**Assignment:** Exact duplicates of the lines from the top of the data through the line containing "[detect] purple nitrile glove" are needed, with every picture left out.

:: Task input ::

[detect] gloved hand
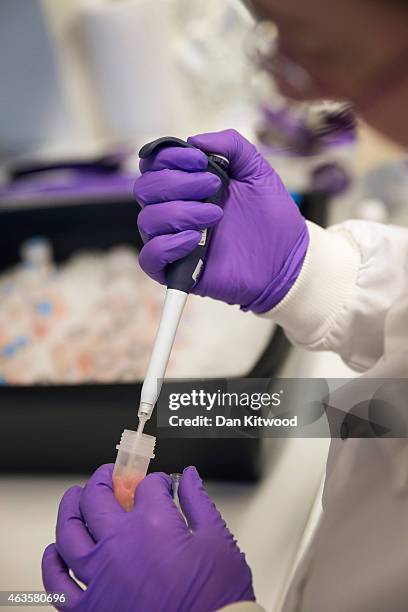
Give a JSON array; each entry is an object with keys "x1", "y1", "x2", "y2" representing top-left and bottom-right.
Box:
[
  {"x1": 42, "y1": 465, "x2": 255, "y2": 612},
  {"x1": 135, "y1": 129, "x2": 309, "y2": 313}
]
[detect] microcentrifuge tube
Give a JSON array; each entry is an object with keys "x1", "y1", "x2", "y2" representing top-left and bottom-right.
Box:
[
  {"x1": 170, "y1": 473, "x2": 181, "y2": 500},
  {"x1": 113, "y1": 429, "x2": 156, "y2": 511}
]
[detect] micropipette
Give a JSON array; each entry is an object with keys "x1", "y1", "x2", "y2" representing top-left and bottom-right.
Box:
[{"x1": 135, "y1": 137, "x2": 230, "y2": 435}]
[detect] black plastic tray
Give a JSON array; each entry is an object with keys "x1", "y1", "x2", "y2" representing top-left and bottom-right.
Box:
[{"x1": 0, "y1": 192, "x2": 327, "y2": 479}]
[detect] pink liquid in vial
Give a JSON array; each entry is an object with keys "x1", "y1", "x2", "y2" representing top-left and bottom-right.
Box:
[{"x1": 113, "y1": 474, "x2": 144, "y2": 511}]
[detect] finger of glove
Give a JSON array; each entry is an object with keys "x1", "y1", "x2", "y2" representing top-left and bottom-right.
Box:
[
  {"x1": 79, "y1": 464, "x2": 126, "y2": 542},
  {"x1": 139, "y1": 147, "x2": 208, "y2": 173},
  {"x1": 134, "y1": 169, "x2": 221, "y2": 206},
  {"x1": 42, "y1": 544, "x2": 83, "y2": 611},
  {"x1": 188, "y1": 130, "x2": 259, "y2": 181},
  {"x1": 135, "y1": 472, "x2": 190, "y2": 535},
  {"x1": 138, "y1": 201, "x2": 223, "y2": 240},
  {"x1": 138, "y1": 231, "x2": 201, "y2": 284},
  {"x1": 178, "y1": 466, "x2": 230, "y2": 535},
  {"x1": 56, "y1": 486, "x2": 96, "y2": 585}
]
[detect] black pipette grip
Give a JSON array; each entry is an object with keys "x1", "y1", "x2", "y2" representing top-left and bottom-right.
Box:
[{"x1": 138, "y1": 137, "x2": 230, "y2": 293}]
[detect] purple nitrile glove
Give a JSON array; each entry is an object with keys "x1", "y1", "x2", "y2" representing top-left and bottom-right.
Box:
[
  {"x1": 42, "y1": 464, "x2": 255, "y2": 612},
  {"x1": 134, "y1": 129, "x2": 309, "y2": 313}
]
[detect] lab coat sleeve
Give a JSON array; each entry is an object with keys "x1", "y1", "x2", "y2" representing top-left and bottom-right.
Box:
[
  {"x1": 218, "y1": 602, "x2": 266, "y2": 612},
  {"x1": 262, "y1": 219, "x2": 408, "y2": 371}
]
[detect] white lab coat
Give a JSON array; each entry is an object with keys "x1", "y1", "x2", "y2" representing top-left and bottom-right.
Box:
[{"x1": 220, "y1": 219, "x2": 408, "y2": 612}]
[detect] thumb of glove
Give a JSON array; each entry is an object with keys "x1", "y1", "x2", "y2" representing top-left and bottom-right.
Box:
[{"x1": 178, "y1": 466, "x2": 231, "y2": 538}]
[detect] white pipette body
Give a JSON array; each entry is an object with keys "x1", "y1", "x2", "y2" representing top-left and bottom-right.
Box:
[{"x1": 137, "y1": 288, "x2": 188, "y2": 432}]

:::

**Expected answer:**
[detect] gloved hand
Give a JSON array; each entry is an object with keys "x1", "y1", "x2", "y2" representing top-left and bottom-right.
Box:
[
  {"x1": 42, "y1": 465, "x2": 255, "y2": 612},
  {"x1": 135, "y1": 129, "x2": 309, "y2": 313}
]
[detect] microcentrifuge tube
Give a JSON array; each entry is an object with keys "x1", "y1", "x2", "y2" representing top-left and bottom-right.
Box:
[
  {"x1": 170, "y1": 473, "x2": 181, "y2": 500},
  {"x1": 113, "y1": 429, "x2": 156, "y2": 511}
]
[detect] micropipette
Give a JSON array; each entry is an object with keys "x1", "y1", "x2", "y2" representing top-left and bottom-right.
Box:
[{"x1": 135, "y1": 137, "x2": 230, "y2": 435}]
[detect] black plastic tray
Give a JSON array; each entry is an object with keys "x1", "y1", "x2", "y2" representing top-left and bottom-right.
Box:
[{"x1": 0, "y1": 192, "x2": 327, "y2": 479}]
[detect] pink liquid in vial
Give a JSON array; each entry is an object with keys "x1", "y1", "x2", "y2" representing top-left and bottom-right.
Box:
[{"x1": 113, "y1": 474, "x2": 144, "y2": 511}]
[detect] finger of glove
Give a JSON array; each entry is an object with keys "x1", "y1", "x2", "y2" representing top-left and bottom-right.
Box:
[
  {"x1": 79, "y1": 464, "x2": 126, "y2": 542},
  {"x1": 139, "y1": 147, "x2": 208, "y2": 173},
  {"x1": 134, "y1": 169, "x2": 221, "y2": 206},
  {"x1": 42, "y1": 544, "x2": 83, "y2": 611},
  {"x1": 188, "y1": 130, "x2": 259, "y2": 181},
  {"x1": 135, "y1": 472, "x2": 190, "y2": 535},
  {"x1": 138, "y1": 201, "x2": 223, "y2": 240},
  {"x1": 138, "y1": 231, "x2": 201, "y2": 284},
  {"x1": 178, "y1": 466, "x2": 230, "y2": 535},
  {"x1": 56, "y1": 486, "x2": 96, "y2": 585}
]
[detect] black pipette grip
Give a JSON array; each entry is an object with keys "x1", "y1", "x2", "y2" representing top-left and bottom-right.
Box:
[{"x1": 138, "y1": 137, "x2": 230, "y2": 293}]
[detect] purple nitrile glove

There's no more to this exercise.